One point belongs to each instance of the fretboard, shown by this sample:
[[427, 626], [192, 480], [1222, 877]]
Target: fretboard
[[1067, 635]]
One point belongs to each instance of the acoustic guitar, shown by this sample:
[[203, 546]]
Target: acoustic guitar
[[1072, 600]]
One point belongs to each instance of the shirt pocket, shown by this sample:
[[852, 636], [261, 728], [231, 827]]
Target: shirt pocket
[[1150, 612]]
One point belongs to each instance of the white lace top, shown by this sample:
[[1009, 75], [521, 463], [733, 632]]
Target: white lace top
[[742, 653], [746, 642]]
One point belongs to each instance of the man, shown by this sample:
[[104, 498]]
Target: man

----------

Repeat the data from the start through the line containing "[[1150, 612]]", swapping "acoustic guitar" for "electric guitar" and leaving everything else unchanged.

One point belongs to each instance of the fretboard, shown by this sample:
[[427, 626], [192, 480], [1222, 877]]
Target: fretboard
[[1067, 635]]
One point belongs to each instance of the electric guitar, shown by this sample:
[[203, 546]]
Target: electric guitar
[[1072, 600]]
One point belongs to each instance of the shirt pocket, shown by this sample:
[[852, 636], [261, 728], [231, 827]]
Target: shirt pocket
[[1150, 612]]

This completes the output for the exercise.